> **Actions to take**
• 1. Reproduce the stretch of the latency project description from "The LagBox is" through "like touch displays.", preserving every word and character.
• 2. Extend the LagBox latency project description, picking up after its final sentence.

> **Excerpt to read**
________________
Status: ongoing

Runtime: 2017 -

Participants: Florian Bockes, Andreas Schmid

Keywords: WIP, Latency, Prototype



- Get a better understanding of latency and latency jitter
- Devolpment of a tool for exact measurement in order to make different devices comparable for further research


Currently we improve our testing prototype (third iteration) and gather more data from different devices



The LagBox is based on a Raspberry Pi 2. A optocoupler, which can be switched by the RPi's GPIO interface, is connected to a button of the input device (Fig. 1) and can trigger a button press.
For this method of testing input latency, it is necessary to modify the input devices by connecting the transistor-side of an optocoupler to the button which should be tested (Fig. 2). Furthermore, this method is not suited to test the latency of input devices that offer a non-physical type of interaction, like touch displays.
________________
> **Supplied data**

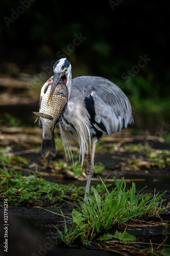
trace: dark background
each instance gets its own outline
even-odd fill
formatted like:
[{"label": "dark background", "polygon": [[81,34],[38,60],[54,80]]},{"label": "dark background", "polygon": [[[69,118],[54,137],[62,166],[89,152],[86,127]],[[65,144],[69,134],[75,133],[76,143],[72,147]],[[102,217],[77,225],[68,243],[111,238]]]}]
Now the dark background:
________________
> **Solved tasks**
• 1.
The LagBox is based on a Raspberry Pi 2. A optocoupler, which can be switched by the RPi's GPIO interface, is connected to a button of the input device (Fig. 1) and can trigger a button press.
For this method of testing input latency, it is necessary to modify the input devices by connecting the transistor-side of an optocoupler to the button which should be tested (Fig. 2). Furthermore, this method is not suited to test the latency of input devices that offer a non-physical type of interaction, like touch displays.

• 2.
An advantage of this method over non-invasive approaches is the fact, that external influences are reduced to a minimum due to the direct electric connection between the testing device and the input device. This method also allows it to trigger a large number of button presses in a very short period of time. Thus, it becomes easy to conduct stress tests on the hardware or to collect big amounts of data.

Figure 1: LagBox circuit
Figure 2: Hacked Gamepad

List of tested devices (invasive method)
Logitech Rx250
Logitech Wingman
Speedlink Strike (2x)
Gembird Mini
Arduino Micro
Logitech G300
Logitech G5
Logitech G15 Keyboard


On startup, the software of the LagBox requires the user to press the “hacked” button on the input device to determine which input event to listen to. Afterwards, the actual testing process begins. The RPi closes the optocoupler by writing to the corresponding GPIO pin, logs the current timestamp and waits for an input event by the input device connected via USB. Once the input event arrives, the optocoupler is opened again, another timestamp is logged and the difference is written to a logfile. Then we wait for a certain time (200ms seems to be fine), so the circuit can discharge. This testing process is repeated several (right now 1000) times to get a big enough sample size of input latencies.
The last latency as well as the overall progress of the test are shown on a minimalist GUI (Fig. 3).

Figure 3: GUI of the LagBox


Figure 4: Violinpots of latency distribution (Zero-Polling, 1000 measurements)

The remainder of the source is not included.